* Stated exercise *
Reproduce verbatim the stretch of entries from the line containing "drawmask --target bald" through the end of the entries, omitting the pictures.

*** Provided data ***

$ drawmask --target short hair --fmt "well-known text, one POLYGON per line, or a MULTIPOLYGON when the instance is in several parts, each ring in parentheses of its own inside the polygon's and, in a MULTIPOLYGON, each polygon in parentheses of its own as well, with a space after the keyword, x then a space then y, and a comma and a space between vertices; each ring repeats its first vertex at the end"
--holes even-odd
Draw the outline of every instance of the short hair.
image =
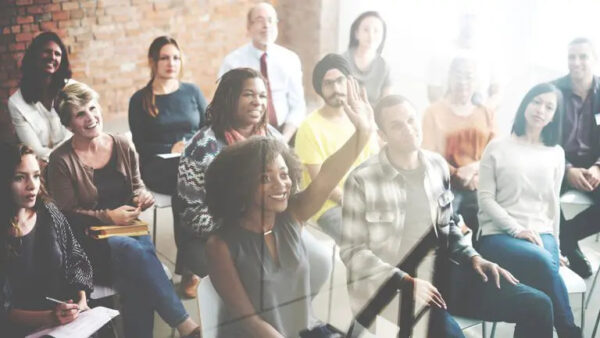
POLYGON ((223 149, 204 176, 206 204, 213 219, 226 225, 241 218, 253 205, 261 174, 278 155, 288 167, 293 195, 302 177, 302 163, 285 143, 271 137, 252 136, 223 149))
POLYGON ((521 104, 519 104, 511 132, 517 136, 525 135, 527 128, 525 110, 527 110, 527 106, 529 106, 535 97, 545 93, 556 94, 556 111, 554 117, 552 118, 552 121, 542 129, 540 135, 544 145, 552 147, 561 142, 563 116, 562 94, 553 84, 540 83, 529 89, 527 94, 525 94, 525 97, 523 97, 523 100, 521 100, 521 104))
MULTIPOLYGON (((66 85, 59 93, 54 108, 58 113, 60 122, 68 127, 71 124, 72 111, 76 107, 82 107, 91 101, 98 101, 100 96, 95 90, 81 82, 66 85)), ((100 109, 100 107, 98 107, 100 109)))
POLYGON ((277 11, 275 10, 275 7, 273 7, 272 4, 268 3, 268 2, 259 2, 256 5, 250 7, 250 9, 248 10, 248 13, 246 13, 246 26, 250 25, 252 23, 252 13, 254 13, 254 10, 256 8, 258 8, 258 6, 269 6, 273 9, 273 12, 275 12, 275 16, 277 16, 277 11))
MULTIPOLYGON (((33 155, 35 153, 31 148, 22 143, 2 142, 0 143, 0 158, 2 165, 0 166, 0 194, 5 196, 6 202, 2 203, 0 208, 0 264, 5 263, 6 258, 14 252, 14 245, 11 245, 9 233, 17 215, 18 206, 12 198, 12 182, 15 177, 15 170, 23 156, 33 155)), ((40 182, 40 190, 34 208, 37 210, 44 201, 48 200, 48 194, 40 182)))
POLYGON ((571 40, 571 42, 569 42, 568 46, 574 46, 574 45, 581 45, 581 44, 588 44, 590 45, 590 48, 592 49, 592 54, 594 56, 597 56, 596 54, 596 46, 594 45, 594 43, 592 42, 592 40, 586 38, 586 37, 577 37, 573 40, 571 40))
POLYGON ((62 53, 58 70, 52 75, 52 80, 50 82, 50 96, 55 98, 58 91, 65 86, 67 80, 72 76, 69 53, 60 37, 54 32, 43 32, 38 34, 33 41, 31 41, 31 44, 27 48, 27 51, 25 51, 25 55, 21 61, 21 83, 19 88, 21 89, 23 99, 27 103, 31 104, 41 100, 43 82, 40 79, 38 58, 40 57, 43 48, 50 41, 55 42, 62 53))
MULTIPOLYGON (((235 126, 238 100, 242 94, 244 82, 255 78, 261 79, 266 87, 266 81, 263 76, 252 68, 234 68, 223 74, 219 79, 215 95, 206 107, 207 123, 218 138, 224 139, 225 131, 235 126)), ((256 129, 266 130, 266 128, 267 114, 265 112, 258 122, 256 129)))
POLYGON ((414 107, 412 102, 410 102, 404 96, 398 95, 398 94, 386 95, 386 96, 382 97, 379 101, 377 101, 377 104, 375 105, 375 109, 373 109, 375 124, 377 125, 377 128, 379 130, 383 130, 383 121, 381 119, 382 119, 382 113, 383 113, 384 109, 398 105, 398 104, 405 104, 405 103, 408 103, 410 106, 414 107))
MULTIPOLYGON (((154 91, 152 90, 152 82, 154 81, 154 74, 156 67, 156 63, 160 59, 160 50, 166 45, 173 45, 179 53, 181 53, 181 48, 177 44, 177 41, 170 36, 159 36, 150 44, 150 48, 148 49, 148 60, 151 60, 153 63, 150 67, 150 81, 146 84, 146 86, 142 89, 142 109, 148 113, 148 115, 152 117, 156 117, 159 113, 158 107, 156 106, 154 91)), ((183 58, 181 58, 181 69, 179 71, 179 77, 183 73, 183 58)))
POLYGON ((385 38, 387 36, 387 25, 385 24, 385 20, 381 17, 379 12, 376 11, 367 11, 359 15, 354 22, 352 22, 352 26, 350 26, 350 42, 348 43, 348 49, 353 49, 358 47, 358 39, 356 38, 356 31, 360 24, 364 19, 368 17, 373 17, 379 19, 381 21, 381 25, 383 26, 383 36, 381 37, 381 43, 379 47, 377 47, 377 54, 381 54, 383 52, 383 47, 385 46, 385 38))

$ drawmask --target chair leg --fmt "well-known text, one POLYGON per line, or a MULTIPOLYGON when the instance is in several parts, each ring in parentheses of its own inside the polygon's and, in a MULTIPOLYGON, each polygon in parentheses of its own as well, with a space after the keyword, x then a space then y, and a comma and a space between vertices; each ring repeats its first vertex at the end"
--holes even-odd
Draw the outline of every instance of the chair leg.
POLYGON ((581 293, 581 332, 583 332, 583 326, 585 325, 585 292, 581 293))
POLYGON ((594 292, 594 288, 596 287, 596 280, 598 279, 598 274, 600 274, 600 267, 596 270, 594 274, 594 280, 592 281, 592 286, 590 287, 590 292, 588 293, 588 300, 585 303, 585 309, 587 310, 588 306, 590 306, 590 299, 592 299, 592 294, 594 292))
POLYGON ((152 244, 154 244, 154 247, 156 248, 156 211, 158 210, 158 208, 156 207, 156 205, 154 206, 154 210, 153 210, 153 220, 152 220, 152 244))
POLYGON ((600 322, 600 311, 598 311, 598 316, 596 316, 596 324, 594 324, 594 331, 592 332, 592 337, 596 337, 596 330, 598 330, 598 322, 600 322))

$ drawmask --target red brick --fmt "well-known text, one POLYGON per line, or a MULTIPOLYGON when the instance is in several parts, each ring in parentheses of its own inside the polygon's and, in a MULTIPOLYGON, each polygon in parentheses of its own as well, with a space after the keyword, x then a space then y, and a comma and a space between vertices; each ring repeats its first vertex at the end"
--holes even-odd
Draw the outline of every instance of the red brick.
POLYGON ((79 8, 79 2, 77 1, 70 1, 70 2, 63 2, 61 4, 63 11, 70 11, 72 9, 78 9, 79 8))
POLYGON ((33 16, 31 16, 31 15, 17 17, 17 23, 19 25, 22 25, 24 23, 32 23, 32 22, 33 22, 33 16))
POLYGON ((31 33, 19 33, 15 36, 15 39, 17 40, 17 42, 21 42, 21 41, 30 41, 33 39, 33 34, 31 33))
MULTIPOLYGON (((59 22, 65 22, 65 21, 59 21, 59 22)), ((46 21, 46 22, 40 22, 40 28, 45 31, 53 31, 53 30, 56 30, 58 28, 58 26, 56 25, 56 22, 54 22, 54 21, 46 21)))
POLYGON ((76 9, 76 10, 70 11, 69 13, 70 13, 69 15, 70 15, 71 19, 83 18, 83 10, 81 10, 81 9, 76 9))
POLYGON ((29 14, 42 14, 44 13, 44 6, 35 5, 27 7, 27 13, 29 14))
POLYGON ((69 12, 67 12, 67 11, 52 12, 52 20, 68 20, 68 19, 69 19, 69 12))
POLYGON ((23 42, 11 43, 10 45, 8 45, 8 50, 11 52, 17 50, 25 50, 25 44, 23 42))
POLYGON ((44 12, 56 12, 56 11, 60 11, 60 4, 44 5, 44 12))

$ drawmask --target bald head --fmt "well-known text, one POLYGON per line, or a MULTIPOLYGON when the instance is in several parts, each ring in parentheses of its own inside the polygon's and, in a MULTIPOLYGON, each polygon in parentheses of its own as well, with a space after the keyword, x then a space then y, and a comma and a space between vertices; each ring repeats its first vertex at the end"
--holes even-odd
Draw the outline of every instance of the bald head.
POLYGON ((247 15, 248 35, 254 47, 266 50, 267 45, 277 39, 277 12, 267 2, 261 2, 250 8, 247 15))

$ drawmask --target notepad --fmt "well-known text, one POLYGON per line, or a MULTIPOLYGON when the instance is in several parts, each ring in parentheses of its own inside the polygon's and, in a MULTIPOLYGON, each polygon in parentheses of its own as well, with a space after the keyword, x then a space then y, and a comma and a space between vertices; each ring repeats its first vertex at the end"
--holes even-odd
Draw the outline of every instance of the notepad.
POLYGON ((119 311, 103 306, 81 312, 74 321, 60 326, 43 329, 25 338, 87 338, 98 331, 104 324, 119 315, 119 311))
POLYGON ((165 153, 165 154, 157 154, 156 156, 162 158, 162 159, 170 159, 170 158, 175 158, 175 157, 179 157, 181 156, 181 153, 165 153))

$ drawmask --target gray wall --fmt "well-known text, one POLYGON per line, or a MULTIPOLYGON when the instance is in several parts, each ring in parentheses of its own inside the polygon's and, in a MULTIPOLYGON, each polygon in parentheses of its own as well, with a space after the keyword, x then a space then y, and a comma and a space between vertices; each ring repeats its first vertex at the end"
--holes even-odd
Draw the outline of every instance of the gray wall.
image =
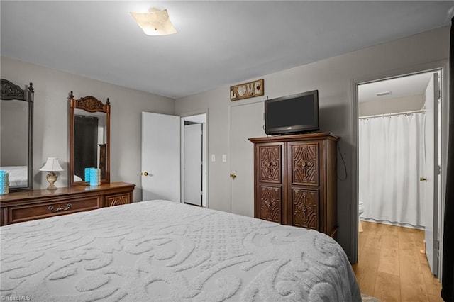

***

* Answer to this exercise *
$ drawmask --target bald head --fmt "well-known text, one POLYGON per line, or a MULTIPOLYGON when the instance is in several parts, each ring in parentheses of its own inside the polygon's and, in a MULTIPOLYGON, each polygon in parentheses of its own as well, with a space after the keyword, x then a space then y, and a comma and a space between vertices; each ring repeats its first vertex at the end"
--holes even-odd
Draw the outline of every instance of the bald head.
POLYGON ((247 15, 248 35, 254 47, 266 50, 267 45, 277 39, 277 12, 267 2, 261 2, 250 8, 247 15))

$ drawmask --target notepad --fmt "well-known text, one POLYGON per line, or a MULTIPOLYGON when the instance is in several parts, each ring in parentheses of its own inside the polygon's and, in a MULTIPOLYGON, each polygon in parentheses of its own as well, with a space after the keyword, x then a space then y, and a comma and a space between vertices; each ring repeats its first vertex at the end"
--holes even-odd
Draw the outline of every instance of the notepad.
POLYGON ((119 311, 103 306, 81 312, 74 321, 60 326, 43 329, 25 338, 87 338, 98 331, 104 324, 119 315, 119 311))
POLYGON ((165 153, 165 154, 157 154, 156 156, 162 158, 162 159, 170 159, 170 158, 175 158, 175 157, 179 157, 181 156, 181 153, 165 153))

$ drawmask --target gray wall --fmt "well-known text, one POLYGON per line, or a MULTIPOLYGON when the instance is in several parts, each ring in parentheses of its own inside the polygon's and, in a MULTIPOLYGON, each polygon in parentheses of its own as well, with a space after the keyword, x then a space then y, and a comma and a space between vertices; each ring repeats its first vertex at the end"
--holes even-odd
Draw the outline of every instance of the gray wall.
image =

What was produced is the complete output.